• _RECORDS SUPPLIED_
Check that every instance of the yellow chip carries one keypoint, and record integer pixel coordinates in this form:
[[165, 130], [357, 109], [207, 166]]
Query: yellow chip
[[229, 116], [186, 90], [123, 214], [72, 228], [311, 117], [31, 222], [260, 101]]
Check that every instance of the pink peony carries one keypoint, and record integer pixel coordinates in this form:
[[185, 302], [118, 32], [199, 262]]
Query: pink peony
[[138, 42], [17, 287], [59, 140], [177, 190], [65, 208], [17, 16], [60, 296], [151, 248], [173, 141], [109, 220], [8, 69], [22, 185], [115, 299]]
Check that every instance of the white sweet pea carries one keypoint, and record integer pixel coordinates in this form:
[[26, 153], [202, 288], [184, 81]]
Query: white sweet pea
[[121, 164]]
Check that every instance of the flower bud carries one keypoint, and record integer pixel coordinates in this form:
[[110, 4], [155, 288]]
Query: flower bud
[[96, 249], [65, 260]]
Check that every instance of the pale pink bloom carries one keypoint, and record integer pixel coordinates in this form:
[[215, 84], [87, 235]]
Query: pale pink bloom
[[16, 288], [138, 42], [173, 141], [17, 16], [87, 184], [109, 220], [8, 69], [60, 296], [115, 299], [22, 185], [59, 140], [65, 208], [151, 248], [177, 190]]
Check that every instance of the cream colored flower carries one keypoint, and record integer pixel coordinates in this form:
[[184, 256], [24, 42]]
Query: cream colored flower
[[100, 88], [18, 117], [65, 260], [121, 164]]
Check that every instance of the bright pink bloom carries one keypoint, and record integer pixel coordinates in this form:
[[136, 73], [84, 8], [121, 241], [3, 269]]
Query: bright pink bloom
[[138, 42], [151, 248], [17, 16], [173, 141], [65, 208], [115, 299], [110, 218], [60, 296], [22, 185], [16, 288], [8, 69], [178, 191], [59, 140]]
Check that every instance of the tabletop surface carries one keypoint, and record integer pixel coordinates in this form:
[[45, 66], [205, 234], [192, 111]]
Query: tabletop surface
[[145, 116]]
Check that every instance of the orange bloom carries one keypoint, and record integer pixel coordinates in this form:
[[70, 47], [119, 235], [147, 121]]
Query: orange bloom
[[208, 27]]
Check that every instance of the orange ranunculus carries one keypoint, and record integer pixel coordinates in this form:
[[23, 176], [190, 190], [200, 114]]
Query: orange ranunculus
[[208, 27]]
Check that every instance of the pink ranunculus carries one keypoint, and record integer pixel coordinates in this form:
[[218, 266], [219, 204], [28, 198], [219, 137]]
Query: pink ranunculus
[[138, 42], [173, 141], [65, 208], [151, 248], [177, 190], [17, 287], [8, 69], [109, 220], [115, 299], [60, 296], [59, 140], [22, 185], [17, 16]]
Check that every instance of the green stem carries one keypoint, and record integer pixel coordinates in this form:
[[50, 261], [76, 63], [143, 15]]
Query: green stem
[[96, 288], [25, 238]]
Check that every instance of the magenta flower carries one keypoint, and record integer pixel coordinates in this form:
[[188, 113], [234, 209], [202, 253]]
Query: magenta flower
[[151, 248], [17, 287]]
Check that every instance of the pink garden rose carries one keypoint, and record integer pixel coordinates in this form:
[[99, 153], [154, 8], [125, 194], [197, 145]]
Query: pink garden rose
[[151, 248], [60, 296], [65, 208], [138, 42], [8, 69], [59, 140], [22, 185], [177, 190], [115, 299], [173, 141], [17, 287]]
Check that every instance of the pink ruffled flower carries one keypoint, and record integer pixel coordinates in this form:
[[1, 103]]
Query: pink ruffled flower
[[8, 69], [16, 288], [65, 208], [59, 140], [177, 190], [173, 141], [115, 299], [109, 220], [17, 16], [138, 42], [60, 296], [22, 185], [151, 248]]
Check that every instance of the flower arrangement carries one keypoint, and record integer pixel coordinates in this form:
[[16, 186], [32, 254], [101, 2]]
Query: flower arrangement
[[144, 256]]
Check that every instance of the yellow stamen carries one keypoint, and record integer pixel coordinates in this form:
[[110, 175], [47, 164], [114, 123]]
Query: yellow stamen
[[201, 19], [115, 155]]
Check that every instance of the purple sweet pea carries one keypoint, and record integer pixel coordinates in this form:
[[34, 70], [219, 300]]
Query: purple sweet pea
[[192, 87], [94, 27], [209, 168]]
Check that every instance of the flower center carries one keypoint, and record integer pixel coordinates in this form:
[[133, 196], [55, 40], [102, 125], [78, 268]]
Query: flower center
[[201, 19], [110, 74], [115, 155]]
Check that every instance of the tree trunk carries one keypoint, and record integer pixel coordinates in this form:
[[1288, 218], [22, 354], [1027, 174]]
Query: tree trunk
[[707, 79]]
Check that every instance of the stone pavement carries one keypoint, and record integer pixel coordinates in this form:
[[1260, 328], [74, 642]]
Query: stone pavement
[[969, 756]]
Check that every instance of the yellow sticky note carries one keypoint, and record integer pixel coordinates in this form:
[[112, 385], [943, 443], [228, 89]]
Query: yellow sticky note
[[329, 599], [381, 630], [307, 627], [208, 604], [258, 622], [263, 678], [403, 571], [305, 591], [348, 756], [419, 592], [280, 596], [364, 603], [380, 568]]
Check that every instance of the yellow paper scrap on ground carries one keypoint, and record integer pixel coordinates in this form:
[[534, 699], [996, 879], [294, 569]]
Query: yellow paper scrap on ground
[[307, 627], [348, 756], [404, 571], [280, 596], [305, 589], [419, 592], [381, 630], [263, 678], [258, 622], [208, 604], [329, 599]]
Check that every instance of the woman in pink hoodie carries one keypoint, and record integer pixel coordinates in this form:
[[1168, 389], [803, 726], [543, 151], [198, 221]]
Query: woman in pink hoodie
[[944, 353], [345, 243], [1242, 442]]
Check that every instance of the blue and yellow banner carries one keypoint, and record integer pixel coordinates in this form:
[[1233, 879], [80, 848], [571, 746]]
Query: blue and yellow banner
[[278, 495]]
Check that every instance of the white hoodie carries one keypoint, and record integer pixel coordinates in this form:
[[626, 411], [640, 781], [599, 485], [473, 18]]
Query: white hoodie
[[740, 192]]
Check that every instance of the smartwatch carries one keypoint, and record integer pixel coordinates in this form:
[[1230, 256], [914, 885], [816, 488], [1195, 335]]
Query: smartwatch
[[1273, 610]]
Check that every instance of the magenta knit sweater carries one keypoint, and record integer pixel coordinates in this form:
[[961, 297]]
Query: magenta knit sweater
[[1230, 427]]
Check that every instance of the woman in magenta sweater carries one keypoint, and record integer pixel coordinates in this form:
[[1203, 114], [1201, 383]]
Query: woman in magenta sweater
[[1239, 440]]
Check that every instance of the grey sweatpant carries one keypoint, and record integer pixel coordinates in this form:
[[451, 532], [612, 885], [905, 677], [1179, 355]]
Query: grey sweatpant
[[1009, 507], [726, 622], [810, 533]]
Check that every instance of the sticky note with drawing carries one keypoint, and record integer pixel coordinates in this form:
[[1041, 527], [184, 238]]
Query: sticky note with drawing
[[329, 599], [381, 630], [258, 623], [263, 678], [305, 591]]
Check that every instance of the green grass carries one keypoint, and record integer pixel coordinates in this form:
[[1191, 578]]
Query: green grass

• _TASK PROMPT_
Reproduce the lines verbatim, beginning with the line that contains "Check that every instance of the stone" and continuing through the line that contains "[[969, 756]]".

• _EXERCISE SOLUTION_
Check that every instance of the stone pavement carries one keypoint, and record integer pixel coordinates in this form:
[[1260, 328], [74, 642]]
Query: stone pavement
[[969, 756]]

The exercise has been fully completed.